Secção de texto:
◇ ◇ ◇ ◇

Não é por serem tramados de realizar que os milagres, às vezes, não aparecem. É mais por falta de tempo. É difícil estar a uma quarta-feira com o corpo enfiado num fato, gravata a apertar o pescoço, sorriso automático na cara, a dizer olá ao clube e a ser apresentado como o novo treinador quando já se está a pensar o que fazer no dia seguinte. José Peseiro sabia que só teria quinta, sexta e sábado para mostrar à equipa a forma com a queria ver a jogar à bola no domingo. Seriam, no máximo, seis horas a dar ideias, explicá-las e pedir coisas para que a hora e meia que aí vinha contra o Marítimo acabasse como o treinador queria: com três pontos. Mas “também não se pode pedir muito sem treinar”.

O jogador é uma criatura de hábitos e milagre seria vê-lo a perdê-los em três treinos. Os quilos de músculo encavalitados em pés de lã de Danilo perdiam bolas à entrada da área que nunca se costumam arriscar a perder. Os passes curtos e rasteiros em que o mexicano das orelhas para fora pouco se engana eram uma fonte de assobios para Herrera. Os cruzamentos do lateral com pé contrário ao lado em que joga eram algo que Layún não conseguia fazer. O “fundamental” para José Peseiro era que os jogadores “acreditassem” que “se estavam aqui, é porque são bons”. Mas estavam a ser piores que o costume e as poucas coisas em que o treinador pôde mexer não ajudaram.

◇ ◇ ◇ ◇

Material apresentado:

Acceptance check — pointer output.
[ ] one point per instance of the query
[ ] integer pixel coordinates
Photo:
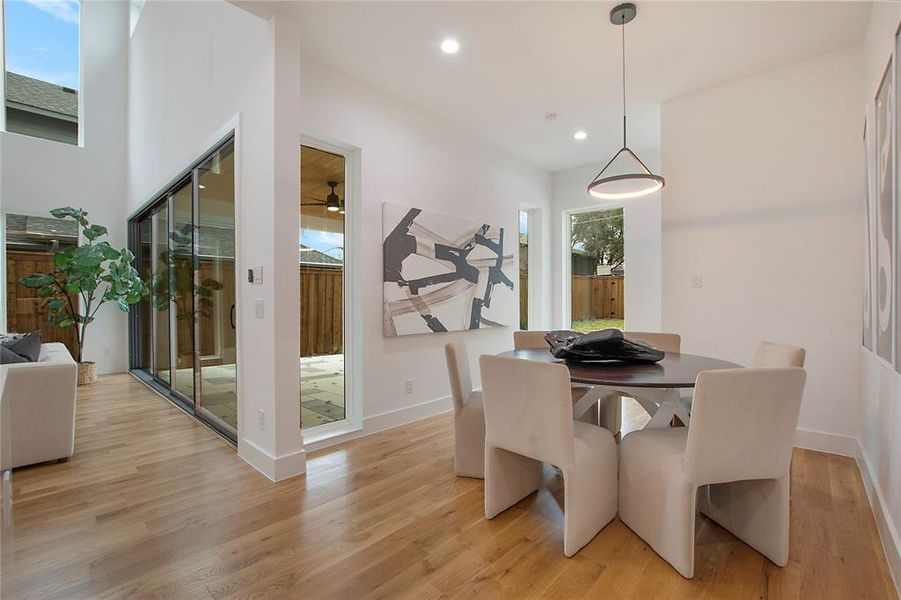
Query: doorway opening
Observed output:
(321, 260)
(597, 270)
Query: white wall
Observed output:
(641, 228)
(197, 70)
(763, 201)
(881, 389)
(411, 158)
(37, 175)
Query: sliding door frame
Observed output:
(169, 391)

◇ ◇ ◇ ◇

Tarefa: Prossiga o texto sobre José Peseiro e o jogo contra o Marítimo, a partir da última frase apresentada.

Resposta:
O 4-3-3 de Lopetegui passou ao 4-2-3-1 com que Peseiro colou Herrera a Danilo e deixou André André ser o médio que ajudava os extremos e o avançado. Corona e Brahimi deixaram de ter que estar colados às linhas e iam, os dois ao mesmo tempo, pedir a bola ao centro a cada ataque para vagar metros que convidasse Maxi e Layún a terem espaço livre. Depois terá dito a todos para não arriscarem tanto como o faziam e isto deu segundos preciosos para que o Marítimo pudesse pressionar os dragões lá à frente, perto da área. O FC Porto estava incómodo, via-se, e nem o golo a triplas entre a canhota de André André, a barra da baliza de Salin e as costas do guarda-redes francês deram lhe deram comodidade.

A bola que Dyego Souza cabeceia à barra, quatro minutos depois, seria como a mola espetada nas costas do sofá que desconvida a muitas mexidas. Os dragões arriscaram ainda menos, guardavam-se para ataques rápidos, “contras” em que juntasse os laterais aos extremos. Em três deles, a bola e Maxi Pereira encontraram-se para o uruguaio cair na área, gritar-se penálti e não se ouvir qualquer apito. Pelo meio viam-se mais passes para o lado e para trás que o habitual, muitos, que deixaram o Marítimo encher-se com a confiança de quem deve continuar a fazer o mesmo. O intervalo não mudou os madeirenses, embora servisse para tentar alterar os dragões.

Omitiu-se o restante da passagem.